STATED GOAL »
Reproduce every line of the material below verbatim, changing nothing.

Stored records
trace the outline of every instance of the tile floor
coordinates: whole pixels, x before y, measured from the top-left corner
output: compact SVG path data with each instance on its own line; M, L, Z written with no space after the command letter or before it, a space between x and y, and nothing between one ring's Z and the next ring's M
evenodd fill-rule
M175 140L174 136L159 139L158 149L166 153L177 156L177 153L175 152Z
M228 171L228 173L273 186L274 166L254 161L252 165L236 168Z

ANSWER TO THIS EXERCISE »
trace the outline of every instance of the tile floor
coordinates: whole pixels, x before y, measured from the top-left corner
output: compact SVG path data with each instance on its own line; M, L, Z written with no space after the command letter or before it, a space between x and y, and nothing between one ring's Z and the next ring's M
evenodd fill-rule
M175 140L174 136L159 139L158 149L166 153L177 156L177 153L175 152Z
M228 171L228 173L273 186L274 166L254 161L252 165L236 168Z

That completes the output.